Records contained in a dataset
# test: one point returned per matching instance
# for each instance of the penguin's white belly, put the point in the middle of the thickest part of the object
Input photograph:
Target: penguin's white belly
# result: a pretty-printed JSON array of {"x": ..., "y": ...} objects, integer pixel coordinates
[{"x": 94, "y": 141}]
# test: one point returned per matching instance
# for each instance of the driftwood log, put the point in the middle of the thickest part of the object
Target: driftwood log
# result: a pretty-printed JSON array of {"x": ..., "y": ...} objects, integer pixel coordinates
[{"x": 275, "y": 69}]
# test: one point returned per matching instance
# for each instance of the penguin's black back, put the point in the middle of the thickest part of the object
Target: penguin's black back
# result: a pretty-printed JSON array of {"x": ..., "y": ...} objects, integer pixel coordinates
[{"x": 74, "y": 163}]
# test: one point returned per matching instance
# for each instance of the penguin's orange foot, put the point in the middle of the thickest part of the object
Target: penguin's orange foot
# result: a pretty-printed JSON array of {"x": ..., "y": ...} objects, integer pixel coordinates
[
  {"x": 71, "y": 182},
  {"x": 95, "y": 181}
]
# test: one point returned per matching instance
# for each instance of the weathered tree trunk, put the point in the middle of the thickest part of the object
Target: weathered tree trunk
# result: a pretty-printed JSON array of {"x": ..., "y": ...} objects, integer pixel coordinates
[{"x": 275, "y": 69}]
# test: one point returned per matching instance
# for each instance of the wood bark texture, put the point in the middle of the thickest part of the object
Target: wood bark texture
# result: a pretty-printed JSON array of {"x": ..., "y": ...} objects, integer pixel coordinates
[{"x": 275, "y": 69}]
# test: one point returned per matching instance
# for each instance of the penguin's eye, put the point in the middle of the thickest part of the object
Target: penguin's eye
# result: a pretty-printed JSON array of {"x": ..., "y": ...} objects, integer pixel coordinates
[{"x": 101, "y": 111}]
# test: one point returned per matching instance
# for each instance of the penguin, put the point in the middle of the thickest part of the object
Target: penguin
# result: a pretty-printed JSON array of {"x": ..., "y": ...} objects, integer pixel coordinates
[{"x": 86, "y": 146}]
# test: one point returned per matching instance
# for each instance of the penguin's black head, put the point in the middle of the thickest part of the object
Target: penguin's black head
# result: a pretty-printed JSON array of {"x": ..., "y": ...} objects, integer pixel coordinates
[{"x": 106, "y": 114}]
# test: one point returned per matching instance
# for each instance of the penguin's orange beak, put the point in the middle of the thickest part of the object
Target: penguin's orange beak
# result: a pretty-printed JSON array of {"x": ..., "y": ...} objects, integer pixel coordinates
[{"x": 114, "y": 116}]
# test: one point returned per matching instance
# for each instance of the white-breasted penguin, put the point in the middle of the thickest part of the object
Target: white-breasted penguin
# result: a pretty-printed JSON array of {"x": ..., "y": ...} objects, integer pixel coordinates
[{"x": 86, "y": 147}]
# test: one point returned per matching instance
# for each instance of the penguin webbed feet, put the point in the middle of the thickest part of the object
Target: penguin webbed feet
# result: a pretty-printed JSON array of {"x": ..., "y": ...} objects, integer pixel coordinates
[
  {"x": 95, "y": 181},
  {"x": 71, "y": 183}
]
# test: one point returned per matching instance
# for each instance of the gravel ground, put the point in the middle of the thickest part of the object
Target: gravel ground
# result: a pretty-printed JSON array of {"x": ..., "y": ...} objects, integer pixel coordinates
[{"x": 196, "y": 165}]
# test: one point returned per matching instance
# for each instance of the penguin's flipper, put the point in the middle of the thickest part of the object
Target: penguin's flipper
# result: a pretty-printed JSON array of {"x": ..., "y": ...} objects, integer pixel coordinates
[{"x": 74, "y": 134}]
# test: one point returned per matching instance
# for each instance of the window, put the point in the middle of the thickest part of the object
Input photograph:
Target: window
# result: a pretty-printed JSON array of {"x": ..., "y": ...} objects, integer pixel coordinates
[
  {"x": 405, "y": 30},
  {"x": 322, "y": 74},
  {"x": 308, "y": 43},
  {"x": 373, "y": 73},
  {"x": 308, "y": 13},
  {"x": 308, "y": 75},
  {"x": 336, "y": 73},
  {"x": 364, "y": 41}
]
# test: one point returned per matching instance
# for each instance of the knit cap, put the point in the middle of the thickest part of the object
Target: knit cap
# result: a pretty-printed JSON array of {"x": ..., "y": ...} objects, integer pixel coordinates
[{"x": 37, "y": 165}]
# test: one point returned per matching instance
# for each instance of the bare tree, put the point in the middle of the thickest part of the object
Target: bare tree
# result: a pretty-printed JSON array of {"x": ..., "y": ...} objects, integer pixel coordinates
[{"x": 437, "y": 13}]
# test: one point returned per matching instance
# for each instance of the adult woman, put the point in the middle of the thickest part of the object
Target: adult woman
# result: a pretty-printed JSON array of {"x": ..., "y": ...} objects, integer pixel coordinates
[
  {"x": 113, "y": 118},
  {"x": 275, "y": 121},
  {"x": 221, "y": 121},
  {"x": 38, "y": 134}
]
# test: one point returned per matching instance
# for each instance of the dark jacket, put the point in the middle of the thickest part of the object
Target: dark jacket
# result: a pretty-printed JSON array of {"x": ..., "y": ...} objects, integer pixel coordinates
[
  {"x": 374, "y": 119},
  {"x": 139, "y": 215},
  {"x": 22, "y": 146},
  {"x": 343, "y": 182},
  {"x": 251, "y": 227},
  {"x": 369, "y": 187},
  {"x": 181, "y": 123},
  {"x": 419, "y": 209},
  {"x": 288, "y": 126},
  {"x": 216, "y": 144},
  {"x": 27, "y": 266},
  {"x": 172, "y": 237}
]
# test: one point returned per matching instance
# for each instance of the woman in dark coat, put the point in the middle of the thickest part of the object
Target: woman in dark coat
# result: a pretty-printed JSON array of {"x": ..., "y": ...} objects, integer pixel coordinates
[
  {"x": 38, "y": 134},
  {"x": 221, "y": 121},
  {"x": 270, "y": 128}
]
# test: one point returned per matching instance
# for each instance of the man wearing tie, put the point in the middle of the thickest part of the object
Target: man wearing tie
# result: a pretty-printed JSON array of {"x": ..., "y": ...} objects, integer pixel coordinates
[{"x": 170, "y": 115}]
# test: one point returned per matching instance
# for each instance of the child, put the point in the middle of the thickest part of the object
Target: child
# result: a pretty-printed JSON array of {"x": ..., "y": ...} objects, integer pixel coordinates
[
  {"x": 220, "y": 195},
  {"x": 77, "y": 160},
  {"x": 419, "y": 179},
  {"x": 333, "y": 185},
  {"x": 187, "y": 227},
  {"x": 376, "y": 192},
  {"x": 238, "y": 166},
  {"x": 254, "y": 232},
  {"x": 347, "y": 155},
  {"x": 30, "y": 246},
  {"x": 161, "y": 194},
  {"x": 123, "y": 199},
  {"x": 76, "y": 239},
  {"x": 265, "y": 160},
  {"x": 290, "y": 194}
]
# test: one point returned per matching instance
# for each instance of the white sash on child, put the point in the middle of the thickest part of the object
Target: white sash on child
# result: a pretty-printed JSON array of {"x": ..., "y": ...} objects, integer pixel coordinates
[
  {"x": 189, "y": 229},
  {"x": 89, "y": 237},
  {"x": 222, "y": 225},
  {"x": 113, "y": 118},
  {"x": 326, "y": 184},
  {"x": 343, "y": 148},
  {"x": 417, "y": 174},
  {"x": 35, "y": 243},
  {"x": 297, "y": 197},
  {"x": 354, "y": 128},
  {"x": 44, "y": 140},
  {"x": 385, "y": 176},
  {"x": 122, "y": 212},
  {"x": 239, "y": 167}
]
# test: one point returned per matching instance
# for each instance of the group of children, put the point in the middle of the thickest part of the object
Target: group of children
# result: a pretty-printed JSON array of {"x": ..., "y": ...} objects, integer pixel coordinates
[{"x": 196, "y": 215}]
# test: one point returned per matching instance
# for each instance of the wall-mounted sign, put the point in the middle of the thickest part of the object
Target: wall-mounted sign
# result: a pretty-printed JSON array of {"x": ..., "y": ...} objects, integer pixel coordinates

Task objective: Each line of the data in which the string "feet" appears needs to be copied.

Written solution:
# for each instance of the penguin webbed feet, put the point in the middle of the thickest part of the object
Target: penguin webbed feet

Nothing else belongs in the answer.